> **WORK TO BE COMPLETED**: The goal is to restate all of the records below word for word.

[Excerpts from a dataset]
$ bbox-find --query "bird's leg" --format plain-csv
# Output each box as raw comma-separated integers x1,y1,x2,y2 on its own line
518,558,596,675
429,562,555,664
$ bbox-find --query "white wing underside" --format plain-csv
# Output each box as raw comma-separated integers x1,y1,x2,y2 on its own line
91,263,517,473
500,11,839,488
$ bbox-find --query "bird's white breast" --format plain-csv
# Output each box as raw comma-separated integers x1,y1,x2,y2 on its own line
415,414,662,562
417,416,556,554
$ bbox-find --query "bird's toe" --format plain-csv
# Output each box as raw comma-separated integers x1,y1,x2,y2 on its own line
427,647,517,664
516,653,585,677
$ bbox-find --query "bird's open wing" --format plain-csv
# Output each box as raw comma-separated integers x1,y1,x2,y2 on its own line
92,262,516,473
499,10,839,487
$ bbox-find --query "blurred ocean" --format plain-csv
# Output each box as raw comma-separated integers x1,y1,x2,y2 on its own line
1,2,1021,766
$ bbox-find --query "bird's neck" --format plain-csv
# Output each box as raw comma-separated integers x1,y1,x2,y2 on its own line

> **RESPONSE FOR THIS EXERCISE**:
$ bbox-find --query "bird's leg" --format plain-csv
# Output each box as raw comma-separated integers x1,y1,x2,y2 on its own line
518,558,596,675
429,562,555,664
$ bbox-find --query "white wing underside" --format plain-csv
# Output each box as raw comma-separated integers x1,y1,x2,y2 on its own line
91,263,517,473
500,11,839,488
$ bbox-find --query "bird's white breast" --format plain-csv
# Output each box as raw comma-separated integers x1,y1,x2,y2 on its own line
415,414,662,562
417,416,556,554
$ bbox-find --query "bird's toe" --format plain-csv
# Output each box as raw comma-separated integers x1,y1,x2,y2 on its own line
427,647,517,664
516,653,585,677
$ bbox-find --query "bird's open wing" --format plain-csv
# Output each box as raw comma-separated integers x1,y1,x2,y2 on its own line
92,262,516,473
499,10,839,487
$ bbox-find --query "blurred ocean" --format plain-csv
# Output each box as raw comma-separated integers x1,y1,x2,y2 on its own line
1,2,1021,766
$ bbox-find --query "bird's neck" --format plain-csv
# Output each box as raw comma-separated integers x1,y1,x2,y2 on its own line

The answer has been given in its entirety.